In Python we have to put the arguments with default values to the end, which is not required in R. However, from readability perspective, it is better always to put them to the end. You may have noticed the error message above about positional argument. In Python there are two types of arguments, i.e., positional arguments and keyword arguments. Simply speaking, a keyword argument must be preceded by an identifier, e.g., base in the example above. And positional arguments refer to non-keyword arguments.

Control flows

To implement a complex logic in R/Python, we may need control flows.

If/else

Let’s define a function to return the absolute value of input.

 1 > fun3=function(x){
 2 +   if (x>=0){
 3 +     return(x)}
 4 +   else{
 5 +     return(-x)}
 6 + }
 7 > fun3(2.5)
 8 [1] 2.5
 9 > fun3(-2.5)
10 [1] 2.5

Python

 1 >>> def fun3(x):
 2 ...   if x>=0:
 3 ...     return x
 4 ...   else:
 5 ...     return -x
 6 ... 
 7 >>> fun3(2.5)
 8 2.5
 9 >>> fun3(-2.5)
10 2.5

The code snippet above shows how to use if/else in R/Python. The subtle difference between R and Python is that the condition after if must be embraced by parenthesis in R but it is optional in Python.

We can also put if after else. But in Python, we use elif as a shortcut.

 1 > fun4=function(x){
 2 +   if (x==0){
 3 +     print('zero')}
 4 +   else if (x>0){
 5 +     print('positive')}
 6 +   else{
 7 +     print('negative')}
 8 + }
 9 > fun4(0)
10 [1] "zero"
11 > fun4(1)
12 [1] "positive"
13 > fun4(-1)
14 [1] "negative"

Python

 1 >>> def fun4(x):
 2 ...   if x==0:
 3 ...     print('zero')
 4 ...   elif x>0:
 5 ...     print('positive')
 6 ...   else:
 7 ...     print('negative')
 8 ... 
 9 >>> fun4(0)
10 zero
11 >>> fun4(1)
12 positive
13 >>> fun4(-1)
14 negative

For loop

Similar to the usage of if in R, we also have to use parenthesis after the keyword for in R. But in Python there should be no parenthesis after for.

1 > for (i in 1:3){print(i)}
2 [1] 1
3 [1] 2
4 [1] 3

Python

1 >>> for i in range(1,4):print(i)
2 ... 
3 1
4 2
5 3

There is something more interesting than the for loop itself in the snippets above.
In the R code, the expression 1:3 creates a vector with elements 1,2 and 3. In the Python code, we use the range() function for the first time. Let’s have a look at the type of them.

1 > typeof(1:3)
2 [1] "integer"

Python

1 >>> type(range(1,4))
2 <class 'range'>

range() function returns a range type object, which represents an immutable sequence of numbers. range() function can take three arguments, i.e.,
range(start, stop, step). However, start and step are both optional. It’s critical to keep in mind that the stop argument that defines the upper limit of the sequence is exclusive. And that is why in order to loop through 1 to 3 we have to pass 4 as the stop argument to range() function. The step argument specifies how much to increase from one number to the next.
━━━━━━━━━━━━━━━━
TASK BRIEF:
From the excerpt comparing control flows in R and Python, write out the passage starting with "In Python we" and going on through "to non-keyword arguments.", word for word.

Region annotation entries
━━━━━━━━━━━━━━━━
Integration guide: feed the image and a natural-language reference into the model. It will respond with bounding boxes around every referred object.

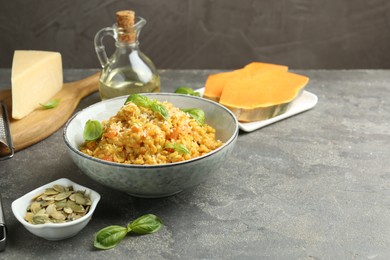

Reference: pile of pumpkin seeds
[25,184,91,224]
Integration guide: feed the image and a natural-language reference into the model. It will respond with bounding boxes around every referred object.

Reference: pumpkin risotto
[80,96,222,165]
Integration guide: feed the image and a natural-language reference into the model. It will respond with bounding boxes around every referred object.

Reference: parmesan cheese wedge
[11,50,63,119]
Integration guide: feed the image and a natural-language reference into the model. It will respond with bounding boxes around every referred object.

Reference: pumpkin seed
[24,184,92,224]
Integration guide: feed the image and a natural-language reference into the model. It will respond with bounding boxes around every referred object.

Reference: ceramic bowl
[64,93,239,198]
[11,178,100,240]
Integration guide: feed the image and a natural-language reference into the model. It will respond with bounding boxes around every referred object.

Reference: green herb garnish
[40,98,60,109]
[84,120,103,141]
[175,87,200,97]
[93,214,162,250]
[181,108,205,125]
[165,143,190,154]
[125,94,169,120]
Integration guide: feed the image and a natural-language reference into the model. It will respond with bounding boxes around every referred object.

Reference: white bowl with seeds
[12,178,100,240]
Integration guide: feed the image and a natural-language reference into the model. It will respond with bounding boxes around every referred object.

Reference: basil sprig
[165,143,190,154]
[181,108,205,125]
[83,119,103,141]
[93,214,162,250]
[175,87,200,97]
[125,94,169,120]
[40,98,60,109]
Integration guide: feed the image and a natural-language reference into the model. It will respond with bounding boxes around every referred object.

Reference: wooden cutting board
[0,73,99,151]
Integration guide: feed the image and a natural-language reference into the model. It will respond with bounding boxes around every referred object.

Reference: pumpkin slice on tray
[219,69,309,122]
[204,62,288,102]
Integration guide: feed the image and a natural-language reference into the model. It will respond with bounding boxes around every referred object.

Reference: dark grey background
[0,0,390,69]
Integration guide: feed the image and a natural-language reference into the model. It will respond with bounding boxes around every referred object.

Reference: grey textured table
[0,69,390,259]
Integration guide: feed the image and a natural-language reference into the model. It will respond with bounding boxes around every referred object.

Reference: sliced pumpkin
[203,62,288,102]
[219,70,309,122]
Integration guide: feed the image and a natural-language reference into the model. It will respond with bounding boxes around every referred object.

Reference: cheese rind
[11,50,63,119]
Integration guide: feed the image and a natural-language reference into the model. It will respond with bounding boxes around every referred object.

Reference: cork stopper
[116,10,136,43]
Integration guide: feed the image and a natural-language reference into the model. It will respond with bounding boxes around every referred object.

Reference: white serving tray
[195,88,318,132]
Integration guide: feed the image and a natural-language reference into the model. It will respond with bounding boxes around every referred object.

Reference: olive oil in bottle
[95,11,160,99]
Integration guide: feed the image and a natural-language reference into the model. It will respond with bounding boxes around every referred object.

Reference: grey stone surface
[0,70,390,259]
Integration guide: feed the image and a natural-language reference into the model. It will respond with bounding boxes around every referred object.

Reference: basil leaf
[127,214,162,235]
[40,98,60,109]
[165,143,190,154]
[175,87,200,97]
[125,94,151,107]
[93,226,128,249]
[150,102,169,120]
[84,120,103,141]
[181,108,205,125]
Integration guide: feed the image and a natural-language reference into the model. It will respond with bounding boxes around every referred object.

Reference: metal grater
[0,101,14,160]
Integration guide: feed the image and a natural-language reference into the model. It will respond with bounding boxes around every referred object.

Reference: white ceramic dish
[11,178,100,240]
[195,88,318,132]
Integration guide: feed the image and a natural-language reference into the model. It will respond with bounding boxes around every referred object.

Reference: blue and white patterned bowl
[64,93,239,198]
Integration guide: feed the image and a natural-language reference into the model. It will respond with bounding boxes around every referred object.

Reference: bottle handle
[94,27,115,67]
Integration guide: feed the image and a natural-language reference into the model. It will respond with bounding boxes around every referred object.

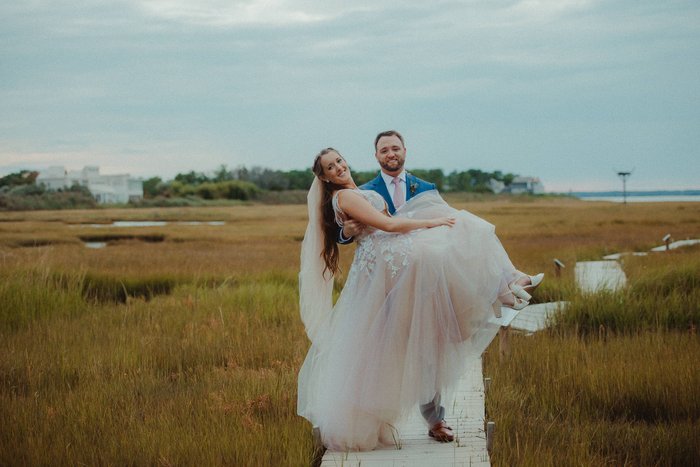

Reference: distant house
[508,177,544,195]
[489,178,506,194]
[36,166,143,204]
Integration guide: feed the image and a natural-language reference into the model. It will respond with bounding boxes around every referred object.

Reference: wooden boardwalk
[321,359,491,467]
[574,261,627,293]
[320,254,640,467]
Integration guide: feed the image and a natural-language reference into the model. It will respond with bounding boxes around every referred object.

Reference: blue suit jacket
[337,171,436,244]
[360,172,435,215]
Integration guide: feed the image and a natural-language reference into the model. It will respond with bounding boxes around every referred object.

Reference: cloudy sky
[0,0,700,191]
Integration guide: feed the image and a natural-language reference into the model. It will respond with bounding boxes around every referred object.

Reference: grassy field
[0,195,700,466]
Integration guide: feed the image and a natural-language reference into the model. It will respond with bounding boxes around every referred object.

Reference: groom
[338,130,454,442]
[338,130,435,244]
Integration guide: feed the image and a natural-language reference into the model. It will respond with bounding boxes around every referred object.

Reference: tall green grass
[485,250,700,466]
[0,199,700,466]
[0,273,312,465]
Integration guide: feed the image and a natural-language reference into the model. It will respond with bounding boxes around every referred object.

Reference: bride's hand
[428,217,457,229]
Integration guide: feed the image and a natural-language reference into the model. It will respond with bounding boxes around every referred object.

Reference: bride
[298,148,542,451]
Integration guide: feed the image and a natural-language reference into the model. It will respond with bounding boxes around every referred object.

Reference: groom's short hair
[374,130,406,151]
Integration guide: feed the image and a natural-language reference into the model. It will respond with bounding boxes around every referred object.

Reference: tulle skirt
[298,191,521,450]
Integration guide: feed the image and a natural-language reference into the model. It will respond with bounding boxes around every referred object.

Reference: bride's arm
[338,190,455,232]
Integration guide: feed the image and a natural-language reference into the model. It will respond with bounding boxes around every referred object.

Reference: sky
[0,0,700,192]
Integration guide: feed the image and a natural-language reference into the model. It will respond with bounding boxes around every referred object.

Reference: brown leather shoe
[428,420,455,443]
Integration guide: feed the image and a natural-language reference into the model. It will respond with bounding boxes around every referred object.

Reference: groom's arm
[336,219,364,245]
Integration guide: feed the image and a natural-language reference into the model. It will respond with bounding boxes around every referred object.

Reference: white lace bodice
[333,189,412,282]
[333,189,386,227]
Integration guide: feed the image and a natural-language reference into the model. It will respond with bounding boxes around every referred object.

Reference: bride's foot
[510,272,544,301]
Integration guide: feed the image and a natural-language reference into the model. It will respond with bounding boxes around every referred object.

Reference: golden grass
[0,195,700,465]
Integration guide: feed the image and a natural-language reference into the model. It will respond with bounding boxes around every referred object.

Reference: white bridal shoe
[510,272,544,302]
[503,293,530,311]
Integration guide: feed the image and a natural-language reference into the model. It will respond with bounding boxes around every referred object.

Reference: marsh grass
[0,198,700,466]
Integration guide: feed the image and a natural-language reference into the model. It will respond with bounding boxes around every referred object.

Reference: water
[71,221,226,229]
[79,221,226,249]
[577,195,700,203]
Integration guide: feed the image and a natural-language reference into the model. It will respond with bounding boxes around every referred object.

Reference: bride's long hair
[312,148,345,275]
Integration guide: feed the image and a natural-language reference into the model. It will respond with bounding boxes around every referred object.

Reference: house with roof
[36,166,143,204]
[508,176,544,195]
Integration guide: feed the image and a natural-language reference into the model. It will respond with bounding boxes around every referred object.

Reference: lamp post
[617,172,632,204]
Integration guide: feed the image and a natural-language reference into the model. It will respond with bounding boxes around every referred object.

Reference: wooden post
[662,234,673,251]
[498,326,510,361]
[486,422,496,454]
[311,426,326,467]
[554,258,566,277]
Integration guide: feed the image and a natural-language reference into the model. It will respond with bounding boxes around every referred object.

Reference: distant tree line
[143,165,515,200]
[0,165,515,210]
[0,170,97,211]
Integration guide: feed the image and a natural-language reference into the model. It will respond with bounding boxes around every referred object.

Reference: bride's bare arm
[338,190,455,232]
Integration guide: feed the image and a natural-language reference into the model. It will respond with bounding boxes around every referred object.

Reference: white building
[508,177,544,195]
[36,166,143,204]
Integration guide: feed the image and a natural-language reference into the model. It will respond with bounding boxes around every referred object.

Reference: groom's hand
[343,219,365,238]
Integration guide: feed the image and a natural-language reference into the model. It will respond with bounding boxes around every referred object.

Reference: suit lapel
[371,173,396,214]
[406,171,418,201]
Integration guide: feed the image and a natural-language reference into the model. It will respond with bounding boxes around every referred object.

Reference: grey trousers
[420,392,445,426]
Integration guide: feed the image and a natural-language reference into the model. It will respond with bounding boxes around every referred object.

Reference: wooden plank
[574,261,627,293]
[321,359,491,467]
[510,302,567,332]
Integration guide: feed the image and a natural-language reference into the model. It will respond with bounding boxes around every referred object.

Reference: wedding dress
[298,190,522,450]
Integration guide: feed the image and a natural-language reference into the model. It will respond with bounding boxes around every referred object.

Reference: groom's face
[374,136,406,176]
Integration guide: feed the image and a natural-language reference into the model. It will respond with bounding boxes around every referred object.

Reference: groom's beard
[379,161,403,172]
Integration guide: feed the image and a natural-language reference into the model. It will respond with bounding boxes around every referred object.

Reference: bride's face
[320,151,352,186]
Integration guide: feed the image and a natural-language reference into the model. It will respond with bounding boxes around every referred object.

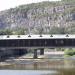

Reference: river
[0,55,75,75]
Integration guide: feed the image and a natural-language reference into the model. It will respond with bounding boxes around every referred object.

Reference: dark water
[0,56,75,75]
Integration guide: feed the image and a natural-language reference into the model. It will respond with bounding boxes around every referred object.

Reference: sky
[0,0,61,11]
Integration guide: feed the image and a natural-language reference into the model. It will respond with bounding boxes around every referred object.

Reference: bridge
[0,35,75,58]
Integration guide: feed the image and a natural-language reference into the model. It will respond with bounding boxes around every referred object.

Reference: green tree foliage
[0,29,12,35]
[50,27,66,34]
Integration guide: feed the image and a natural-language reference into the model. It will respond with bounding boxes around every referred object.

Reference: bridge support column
[33,49,38,59]
[40,48,44,55]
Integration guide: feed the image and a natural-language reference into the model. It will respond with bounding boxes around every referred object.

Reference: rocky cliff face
[0,1,75,33]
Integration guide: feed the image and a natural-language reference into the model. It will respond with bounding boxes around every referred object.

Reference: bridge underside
[0,38,75,58]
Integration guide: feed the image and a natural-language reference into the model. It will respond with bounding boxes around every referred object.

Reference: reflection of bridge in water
[0,35,75,58]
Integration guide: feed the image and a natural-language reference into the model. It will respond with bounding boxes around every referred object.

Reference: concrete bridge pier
[33,49,38,59]
[40,48,44,55]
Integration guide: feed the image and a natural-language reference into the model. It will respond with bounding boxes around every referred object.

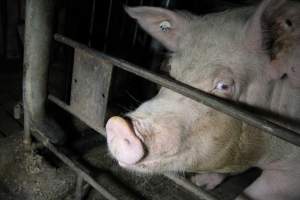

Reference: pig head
[106,0,300,198]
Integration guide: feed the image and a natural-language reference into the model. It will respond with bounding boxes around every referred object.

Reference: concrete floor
[0,60,258,200]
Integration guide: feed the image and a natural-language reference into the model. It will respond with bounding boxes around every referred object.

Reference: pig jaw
[107,92,263,173]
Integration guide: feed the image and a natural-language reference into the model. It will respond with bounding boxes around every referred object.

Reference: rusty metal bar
[164,174,218,200]
[31,127,117,200]
[49,95,217,200]
[23,0,54,144]
[55,34,300,146]
[48,95,105,136]
[75,176,83,200]
[103,0,113,52]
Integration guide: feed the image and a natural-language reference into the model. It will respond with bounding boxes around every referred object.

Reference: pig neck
[248,80,300,169]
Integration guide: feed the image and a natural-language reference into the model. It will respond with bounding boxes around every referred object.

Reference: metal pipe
[103,0,112,52]
[75,176,83,200]
[32,127,117,200]
[164,174,217,200]
[23,0,54,144]
[55,34,300,146]
[88,0,96,47]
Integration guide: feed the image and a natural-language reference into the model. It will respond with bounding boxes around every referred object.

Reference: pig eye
[216,82,230,90]
[213,80,234,96]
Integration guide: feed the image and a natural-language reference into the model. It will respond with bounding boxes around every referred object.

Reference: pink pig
[106,0,300,200]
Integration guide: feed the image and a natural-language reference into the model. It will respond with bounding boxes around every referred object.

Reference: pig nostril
[124,139,130,145]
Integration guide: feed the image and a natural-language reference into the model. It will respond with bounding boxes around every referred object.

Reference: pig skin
[107,0,300,200]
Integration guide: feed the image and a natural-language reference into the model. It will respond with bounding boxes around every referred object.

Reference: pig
[106,0,300,200]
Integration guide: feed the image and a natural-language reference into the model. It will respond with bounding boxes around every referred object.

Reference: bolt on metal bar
[55,34,300,146]
[48,95,217,200]
[31,127,117,200]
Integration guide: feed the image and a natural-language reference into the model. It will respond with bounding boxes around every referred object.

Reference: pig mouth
[106,116,147,167]
[106,117,185,173]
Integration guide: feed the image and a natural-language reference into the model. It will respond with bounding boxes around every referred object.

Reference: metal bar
[32,127,117,200]
[164,174,217,200]
[103,0,112,52]
[49,95,217,200]
[55,34,300,146]
[88,0,96,47]
[0,0,8,60]
[23,0,54,144]
[75,176,83,200]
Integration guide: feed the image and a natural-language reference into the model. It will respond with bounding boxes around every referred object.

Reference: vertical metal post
[23,0,55,144]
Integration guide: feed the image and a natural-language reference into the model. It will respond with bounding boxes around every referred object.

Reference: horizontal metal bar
[55,34,300,146]
[165,174,217,200]
[31,127,117,200]
[49,95,217,200]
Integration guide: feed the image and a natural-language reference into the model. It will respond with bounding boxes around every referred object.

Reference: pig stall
[0,0,300,200]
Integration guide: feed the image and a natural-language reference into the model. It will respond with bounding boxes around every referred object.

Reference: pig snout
[106,117,145,166]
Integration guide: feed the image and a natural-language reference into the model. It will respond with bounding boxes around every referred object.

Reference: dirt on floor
[0,133,76,200]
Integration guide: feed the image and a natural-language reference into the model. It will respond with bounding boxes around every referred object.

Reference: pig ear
[125,6,188,51]
[246,0,286,50]
[246,0,300,87]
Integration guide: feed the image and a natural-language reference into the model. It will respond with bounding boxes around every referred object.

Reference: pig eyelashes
[213,81,234,96]
[159,21,171,32]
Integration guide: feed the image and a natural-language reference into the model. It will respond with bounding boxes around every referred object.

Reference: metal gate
[24,0,300,200]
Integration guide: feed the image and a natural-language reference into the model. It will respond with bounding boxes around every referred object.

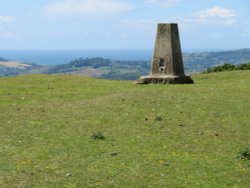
━━━━━━━━━━━━━━━━
PROBLEM SOLUTION:
In Python we have to put the arguments with default values to the end, which is not required in R. However, from readability perspective, it is better always to put them to the end. You may have noticed the error message above about positional argument. In Python there are two types of arguments, i.e., positional arguments and keyword arguments. Simply speaking, a keyword argument must be preceded by an identifier, e.g., base in the example above. And positional arguments refer to non-keyword arguments.